| What is expected |
Gather every line of the records below that contains the word "white" and copy each such line in full.

| Records shown |

▼▼▼

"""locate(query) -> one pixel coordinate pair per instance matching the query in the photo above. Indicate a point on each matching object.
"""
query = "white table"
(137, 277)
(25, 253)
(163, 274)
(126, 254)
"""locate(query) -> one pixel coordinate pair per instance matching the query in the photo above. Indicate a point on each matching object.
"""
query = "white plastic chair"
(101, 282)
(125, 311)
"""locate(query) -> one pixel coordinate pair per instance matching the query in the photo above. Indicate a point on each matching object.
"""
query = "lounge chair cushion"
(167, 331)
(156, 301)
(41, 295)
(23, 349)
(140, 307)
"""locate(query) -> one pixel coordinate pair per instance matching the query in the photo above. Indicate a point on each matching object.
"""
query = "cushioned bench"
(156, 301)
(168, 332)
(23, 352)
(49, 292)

▲▲▲
▼▼▼

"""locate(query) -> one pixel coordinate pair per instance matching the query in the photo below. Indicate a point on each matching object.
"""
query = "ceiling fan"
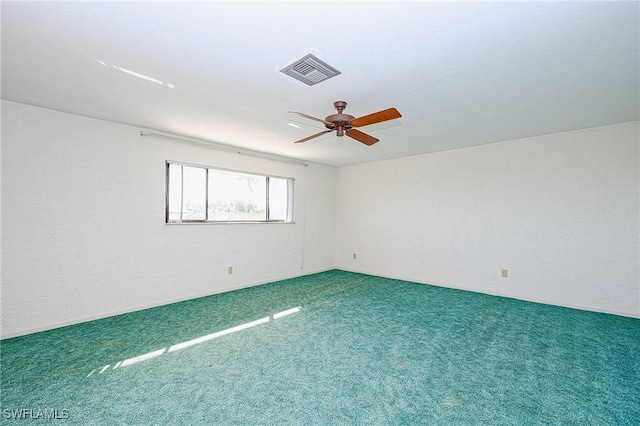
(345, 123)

▲▲▲
▼▼▼

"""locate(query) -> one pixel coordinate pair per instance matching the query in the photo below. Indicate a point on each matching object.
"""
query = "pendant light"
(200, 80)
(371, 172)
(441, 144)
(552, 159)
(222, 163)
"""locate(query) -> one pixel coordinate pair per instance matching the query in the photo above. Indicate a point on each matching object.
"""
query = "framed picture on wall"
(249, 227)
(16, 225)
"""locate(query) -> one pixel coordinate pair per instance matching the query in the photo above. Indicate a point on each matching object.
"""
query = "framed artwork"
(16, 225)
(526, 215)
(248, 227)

▲▲▲

| Written answer |
query = "white table"
query = "white plastic chair"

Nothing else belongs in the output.